TEXTE DU DOCUMENT:
....

Editorial : Pollution atmosphérique—un électrochoc

Que la météo s’invite dans l’éditorial du VdlC, est du jamais vu. Le choix s’imposa le 12/01, quand l’indice de pollution frisa les 1000 particules mobiles (PM, de 2,5µ) par m3, 40 fois la norme de l’Organisation mondiale de la Santé. 

Dès l’avant-veille à travers le pays, des milliers de vols furent annulés ou retardés. Des aéroports fermèrent, tels Changsha (Hunan) et Kunming (Yunnan). Le 13/01, Pékin émit la 1ère alerte orange de son histoire, consignant au foyer enfants, vieillards et malades. Ce fut la ruée vers les masques (500.000 commandes en 48h sur internet) et purificateurs d’air.
Province aux quatre villes les plus viciées, le Hebei édicta l’état de désastre naturel de classe IV.

....

EXTRAIT DE DONNÉES:
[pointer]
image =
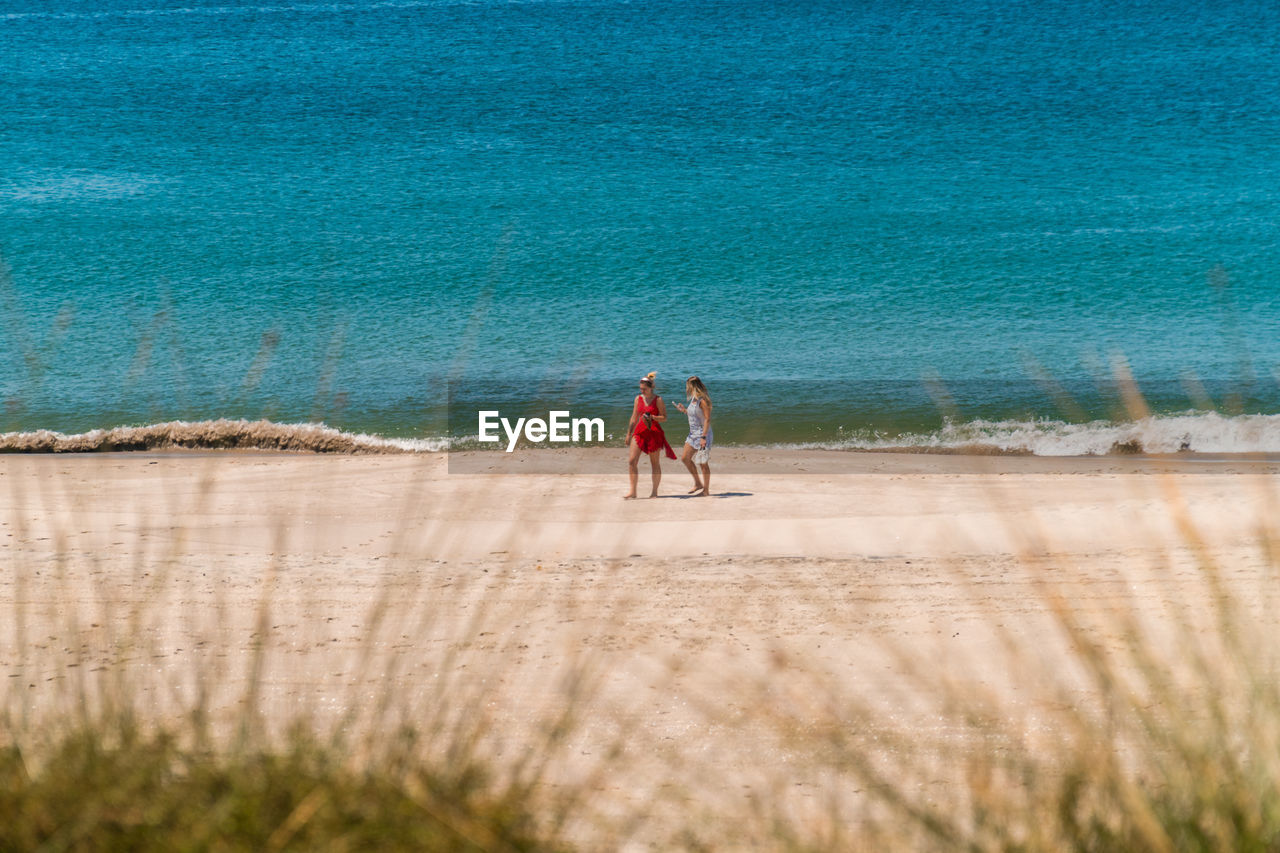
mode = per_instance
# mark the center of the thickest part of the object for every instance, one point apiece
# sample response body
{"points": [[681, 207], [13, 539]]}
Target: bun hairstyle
{"points": [[699, 389]]}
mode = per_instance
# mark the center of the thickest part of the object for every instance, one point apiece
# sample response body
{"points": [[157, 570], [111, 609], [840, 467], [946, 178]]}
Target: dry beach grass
{"points": [[882, 652]]}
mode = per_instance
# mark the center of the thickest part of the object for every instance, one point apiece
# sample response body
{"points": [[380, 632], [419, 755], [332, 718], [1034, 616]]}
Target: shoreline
{"points": [[807, 503]]}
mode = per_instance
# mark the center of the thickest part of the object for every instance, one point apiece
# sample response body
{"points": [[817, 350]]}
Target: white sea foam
{"points": [[216, 434], [1187, 432]]}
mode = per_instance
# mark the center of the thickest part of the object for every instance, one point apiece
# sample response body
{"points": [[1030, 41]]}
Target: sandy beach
{"points": [[821, 559]]}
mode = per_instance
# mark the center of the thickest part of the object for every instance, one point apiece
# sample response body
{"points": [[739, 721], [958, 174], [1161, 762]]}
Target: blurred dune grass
{"points": [[1120, 728]]}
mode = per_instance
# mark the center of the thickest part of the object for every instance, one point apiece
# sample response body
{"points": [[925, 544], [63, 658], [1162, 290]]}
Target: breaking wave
{"points": [[215, 434], [1189, 432]]}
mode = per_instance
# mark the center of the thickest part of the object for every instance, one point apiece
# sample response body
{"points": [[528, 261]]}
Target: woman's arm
{"points": [[635, 416]]}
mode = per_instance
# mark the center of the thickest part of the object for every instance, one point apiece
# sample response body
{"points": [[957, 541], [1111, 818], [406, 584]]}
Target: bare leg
{"points": [[688, 459], [632, 470]]}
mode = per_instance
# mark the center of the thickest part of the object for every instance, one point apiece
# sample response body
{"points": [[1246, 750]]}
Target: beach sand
{"points": [[391, 573]]}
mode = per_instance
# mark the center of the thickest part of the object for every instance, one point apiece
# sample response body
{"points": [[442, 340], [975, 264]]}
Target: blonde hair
{"points": [[699, 389]]}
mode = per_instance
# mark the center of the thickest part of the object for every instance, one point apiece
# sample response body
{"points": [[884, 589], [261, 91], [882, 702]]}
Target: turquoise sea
{"points": [[917, 223]]}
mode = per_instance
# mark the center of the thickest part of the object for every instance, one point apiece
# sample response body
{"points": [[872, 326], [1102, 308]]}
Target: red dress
{"points": [[648, 433]]}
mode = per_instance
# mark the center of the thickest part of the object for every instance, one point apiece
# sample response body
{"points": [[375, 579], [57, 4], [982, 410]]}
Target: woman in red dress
{"points": [[645, 436]]}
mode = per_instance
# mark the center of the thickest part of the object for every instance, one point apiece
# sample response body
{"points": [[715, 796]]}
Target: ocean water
{"points": [[913, 223]]}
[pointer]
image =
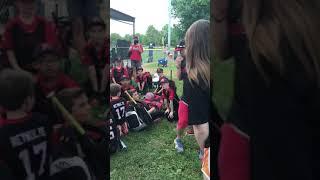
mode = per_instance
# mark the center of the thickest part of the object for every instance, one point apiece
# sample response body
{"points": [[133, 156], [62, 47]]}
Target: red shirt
{"points": [[141, 79], [61, 82], [168, 94], [136, 51], [91, 57], [50, 31]]}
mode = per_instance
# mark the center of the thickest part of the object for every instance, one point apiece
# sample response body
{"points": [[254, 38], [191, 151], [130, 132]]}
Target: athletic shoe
{"points": [[200, 155], [178, 145], [190, 132]]}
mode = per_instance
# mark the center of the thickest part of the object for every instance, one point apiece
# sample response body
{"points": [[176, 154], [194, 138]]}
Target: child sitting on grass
{"points": [[91, 147], [170, 99], [155, 113], [158, 90], [94, 56], [141, 81], [153, 100], [24, 33], [23, 132], [118, 108], [49, 78]]}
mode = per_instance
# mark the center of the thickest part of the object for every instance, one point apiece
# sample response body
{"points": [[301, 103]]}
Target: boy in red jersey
{"points": [[24, 33], [50, 78], [95, 57], [118, 108], [141, 81], [135, 52], [24, 136]]}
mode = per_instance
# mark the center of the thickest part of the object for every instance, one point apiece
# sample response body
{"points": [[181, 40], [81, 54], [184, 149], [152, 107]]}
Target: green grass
{"points": [[222, 74], [151, 153]]}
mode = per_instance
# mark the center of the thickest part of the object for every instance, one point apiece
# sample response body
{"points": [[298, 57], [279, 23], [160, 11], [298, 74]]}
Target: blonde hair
{"points": [[197, 52]]}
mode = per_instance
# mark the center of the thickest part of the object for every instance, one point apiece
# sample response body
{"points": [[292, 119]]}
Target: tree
{"points": [[113, 38], [188, 12]]}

....

EXERCICES À TRAITER:
1/ Répondez à ces questions d'après l'éditorial sur la pollution atmosphérique :
(a) Quelle ville émit le 13/01 la première alerte orange de son histoire ?
(b) Combien de commandes de masques furent passées en 48h sur internet ?
(c) Quelle province édicta l'état de désastre naturel de classe IV ?
2/ Rédigez la suite de l'éditorial sur la pollution atmosphérique, en reprenant après sa dernière phrase.

RÉPONSES PAR EXERCICE:
1/
(a) Pékin.
(b) 500.000 commandes.
(c) Le Hebei.

2/
Partout, les hôpitaux furent pris d’assaut, avec le double de crises cardiaques de la normale. À Pékin, 58 chantiers ou usines fermèrent (tel Hyundai), 41 ralentirent. 33% du parc auto public fut immobilisé (comme à Xi’an et Shijiazhuang). 

D’ordinaire, Pékin est à la limite du supportable, côté fumées de voitures et d’usines, sous une couche d’ozone multipliée par 16 en 40 ans, dit le chercheur Hanqin Tian de l’université Auburn (Alabama). Et cette fois, le froid extrême (-22°C, record en 30 ans) fit « sauter la banque », en exacerbant le chauffage au charbon. La lame inouïe de pollution ne cessa que le 16/01, à faveur d’un nouveau front froid qui nettoya l’air—pour quelques jours.

Après coup, le pays médite l’avertissement, comme la nature longtemps négligée se vengeait. La responsabilité revient à l’homme – à son gouvernement, concentrant tous les pouvoirs d’organisation et empêchant tout rééquilibrage par des contrepouvoirs de type presse ou ONG. Wang Yuesi, physicien de l’atmosphère estime à 3,4% voire à 6,7% la perte de la capitale en PIB par an (19 à39MM$).
Sur Weibo, les blogueurs ne se privent pas de blâmer une culture du déni.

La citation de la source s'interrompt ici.